### The problem
In the data below, how many lines contain the string "positive"? Reply with the number alone.

### Available data
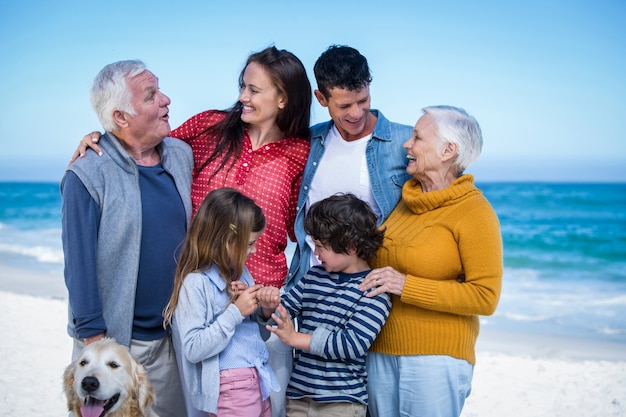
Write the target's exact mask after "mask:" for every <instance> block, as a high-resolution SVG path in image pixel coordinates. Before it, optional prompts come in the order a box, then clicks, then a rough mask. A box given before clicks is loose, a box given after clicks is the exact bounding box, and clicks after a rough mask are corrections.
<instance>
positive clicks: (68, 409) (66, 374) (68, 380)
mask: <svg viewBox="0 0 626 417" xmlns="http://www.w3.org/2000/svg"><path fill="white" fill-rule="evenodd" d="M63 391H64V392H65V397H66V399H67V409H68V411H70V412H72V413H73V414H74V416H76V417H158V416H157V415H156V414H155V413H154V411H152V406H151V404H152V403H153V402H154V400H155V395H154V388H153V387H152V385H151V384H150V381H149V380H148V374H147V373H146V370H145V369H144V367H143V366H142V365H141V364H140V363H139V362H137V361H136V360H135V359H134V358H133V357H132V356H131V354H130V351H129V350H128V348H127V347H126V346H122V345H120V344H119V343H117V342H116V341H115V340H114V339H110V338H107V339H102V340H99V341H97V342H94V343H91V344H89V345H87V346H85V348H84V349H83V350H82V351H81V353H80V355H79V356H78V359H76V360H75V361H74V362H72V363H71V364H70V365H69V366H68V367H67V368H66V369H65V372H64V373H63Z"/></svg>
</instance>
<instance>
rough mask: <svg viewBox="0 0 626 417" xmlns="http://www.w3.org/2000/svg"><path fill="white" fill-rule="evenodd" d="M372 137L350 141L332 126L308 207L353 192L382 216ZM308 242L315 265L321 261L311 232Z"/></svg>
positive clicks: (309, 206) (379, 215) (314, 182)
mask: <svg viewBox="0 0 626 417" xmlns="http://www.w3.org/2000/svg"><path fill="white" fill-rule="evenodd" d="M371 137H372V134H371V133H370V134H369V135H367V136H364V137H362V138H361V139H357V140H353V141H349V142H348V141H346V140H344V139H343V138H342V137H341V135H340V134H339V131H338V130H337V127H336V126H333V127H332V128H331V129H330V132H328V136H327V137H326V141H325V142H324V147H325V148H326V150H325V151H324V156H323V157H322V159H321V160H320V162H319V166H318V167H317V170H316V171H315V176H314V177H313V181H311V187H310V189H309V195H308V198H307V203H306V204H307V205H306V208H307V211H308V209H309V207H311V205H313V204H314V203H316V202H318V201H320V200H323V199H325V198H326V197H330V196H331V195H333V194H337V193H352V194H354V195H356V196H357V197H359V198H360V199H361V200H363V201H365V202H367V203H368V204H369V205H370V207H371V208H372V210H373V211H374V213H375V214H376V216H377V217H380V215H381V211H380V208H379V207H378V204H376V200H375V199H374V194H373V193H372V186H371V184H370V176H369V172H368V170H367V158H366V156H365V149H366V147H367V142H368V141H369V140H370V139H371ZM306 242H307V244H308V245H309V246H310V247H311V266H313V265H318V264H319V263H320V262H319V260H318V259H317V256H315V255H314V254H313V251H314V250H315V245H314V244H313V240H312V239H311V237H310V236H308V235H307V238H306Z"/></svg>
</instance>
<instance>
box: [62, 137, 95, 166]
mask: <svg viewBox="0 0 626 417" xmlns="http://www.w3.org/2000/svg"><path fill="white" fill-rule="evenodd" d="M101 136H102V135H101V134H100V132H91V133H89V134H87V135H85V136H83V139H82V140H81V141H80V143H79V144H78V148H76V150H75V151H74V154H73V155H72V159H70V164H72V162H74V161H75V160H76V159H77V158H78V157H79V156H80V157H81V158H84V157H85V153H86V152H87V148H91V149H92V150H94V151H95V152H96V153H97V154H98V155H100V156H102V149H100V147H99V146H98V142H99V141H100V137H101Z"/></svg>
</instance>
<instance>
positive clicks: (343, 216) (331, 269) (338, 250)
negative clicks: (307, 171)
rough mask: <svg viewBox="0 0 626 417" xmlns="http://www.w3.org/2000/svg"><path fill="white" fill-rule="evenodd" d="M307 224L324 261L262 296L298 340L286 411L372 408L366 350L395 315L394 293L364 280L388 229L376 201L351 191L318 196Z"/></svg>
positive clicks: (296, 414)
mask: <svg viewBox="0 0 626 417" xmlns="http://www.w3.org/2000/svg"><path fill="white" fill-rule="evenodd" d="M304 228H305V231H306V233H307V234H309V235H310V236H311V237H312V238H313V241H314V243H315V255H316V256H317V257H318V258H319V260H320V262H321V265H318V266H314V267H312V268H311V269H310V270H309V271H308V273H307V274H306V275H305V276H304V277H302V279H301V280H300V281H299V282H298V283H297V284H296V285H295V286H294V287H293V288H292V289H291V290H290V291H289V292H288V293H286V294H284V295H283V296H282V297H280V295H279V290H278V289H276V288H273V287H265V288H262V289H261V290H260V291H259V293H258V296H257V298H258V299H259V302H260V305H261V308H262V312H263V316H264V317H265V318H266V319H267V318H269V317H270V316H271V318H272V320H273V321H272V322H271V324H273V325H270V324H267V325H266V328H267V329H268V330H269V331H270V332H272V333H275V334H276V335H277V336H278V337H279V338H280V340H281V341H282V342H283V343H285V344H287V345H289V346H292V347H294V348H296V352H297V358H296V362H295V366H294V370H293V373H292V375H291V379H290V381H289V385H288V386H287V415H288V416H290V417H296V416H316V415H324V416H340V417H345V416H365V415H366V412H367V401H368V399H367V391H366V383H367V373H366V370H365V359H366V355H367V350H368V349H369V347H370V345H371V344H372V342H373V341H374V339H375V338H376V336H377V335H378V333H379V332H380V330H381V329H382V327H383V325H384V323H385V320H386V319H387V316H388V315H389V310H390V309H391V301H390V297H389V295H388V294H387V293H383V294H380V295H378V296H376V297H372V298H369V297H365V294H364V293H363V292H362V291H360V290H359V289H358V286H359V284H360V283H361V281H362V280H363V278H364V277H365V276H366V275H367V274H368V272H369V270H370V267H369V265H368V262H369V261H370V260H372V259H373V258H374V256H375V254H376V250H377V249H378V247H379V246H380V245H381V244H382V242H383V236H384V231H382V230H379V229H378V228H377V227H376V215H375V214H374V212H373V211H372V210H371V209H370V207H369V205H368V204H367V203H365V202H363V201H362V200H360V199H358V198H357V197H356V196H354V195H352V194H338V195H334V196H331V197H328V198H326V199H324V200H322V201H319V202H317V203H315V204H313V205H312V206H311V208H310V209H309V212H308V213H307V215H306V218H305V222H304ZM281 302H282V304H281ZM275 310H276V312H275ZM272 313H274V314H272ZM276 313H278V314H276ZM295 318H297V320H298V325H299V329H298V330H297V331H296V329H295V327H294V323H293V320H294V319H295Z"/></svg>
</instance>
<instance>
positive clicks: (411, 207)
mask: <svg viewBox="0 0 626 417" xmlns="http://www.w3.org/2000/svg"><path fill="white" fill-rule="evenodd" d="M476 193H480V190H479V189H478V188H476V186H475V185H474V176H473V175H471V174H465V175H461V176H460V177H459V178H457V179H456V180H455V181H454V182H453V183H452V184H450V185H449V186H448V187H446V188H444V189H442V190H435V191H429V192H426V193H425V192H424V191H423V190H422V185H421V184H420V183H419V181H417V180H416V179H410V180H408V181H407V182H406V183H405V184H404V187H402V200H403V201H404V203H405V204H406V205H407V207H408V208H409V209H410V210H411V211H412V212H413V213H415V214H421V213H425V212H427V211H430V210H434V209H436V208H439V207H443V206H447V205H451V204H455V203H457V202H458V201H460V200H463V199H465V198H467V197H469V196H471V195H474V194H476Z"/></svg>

### Worked solution
5